▶ Supplied text:
>> start

= White House shakeup (2004) =

Changes in George W. Bush's cabinet after 2004 election

Within a week after the 2004 United States presidential election, many members of President George W. Bush's cabinet announced their resignation in what major media outlets and Bush himself called the White House shakeup. Several top advisers were also involved, although they are not technically cabinet members.

== Resignations ==
Attorney General John Ashcroft and Secretary of Commerce Donald Evans were the first to announce their resignations on November 9, 2004. A week later, on November 14, several more announced their plans to resign: Secretary of State Colin Powell, Agriculture Secretary Ann Veneman, Education Secretary Rod Paige, and Energy Secretary Spencer Abraham. Tom Ridge announced his plans to resign as the first Secretary of Homeland Security on November 30.

In December, two more followed. Secretary of Health and Human Services Tommy Thompson announced his resignation on December 3. On December 8, after a period of some speculation that Treasury Secretary John W. Snow would resign his post, the White House stated that Snow had been asked to stay on as Secretary through Bush's second term. On that same day, Secretary of Veterans Affairs Anthony Principi announced his resignation.

>> end

▶ Data excerpt:
>> start

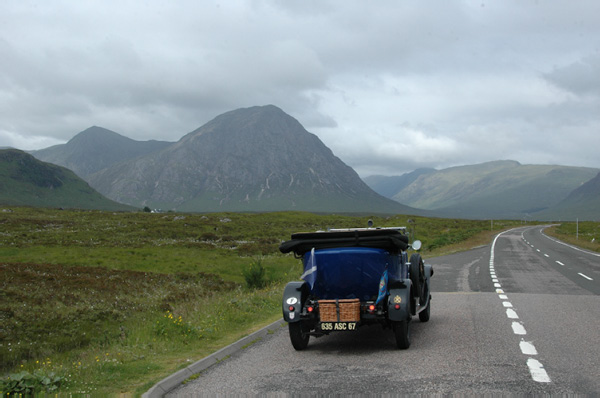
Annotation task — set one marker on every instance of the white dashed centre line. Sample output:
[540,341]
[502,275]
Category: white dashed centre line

>> end

▶ Work to complete:
1/ Repeat word for word the passage of the White House shakeup article starting with "In December, two" and going on through "announced his resignation.".
2/ Answer these questions from the White House shakeup article:
(a) On what date did John Ashcroft and Donald Evans announce their resignations?
(b) Which post was Tom Ridge the first to hold?
(c) What did the White House say Treasury Secretary John W. Snow had been asked to do?
Please answer from the White House shakeup article alone, without drawing on the data.

▶ Exercise responses:
1/
In December, two more followed. Secretary of Health and Human Services Tommy Thompson announced his resignation on December 3. On December 8, after a period of some speculation that Treasury Secretary John W. Snow would resign his post, the White House stated that Snow had been asked to stay on as Secretary through Bush's second term. On that same day, Secretary of Veterans Affairs Anthony Principi announced his resignation.

2/
(a) November 9, 2004
(b) Secretary of Homeland Security
(c) Stay on as Secretary through Bush's second term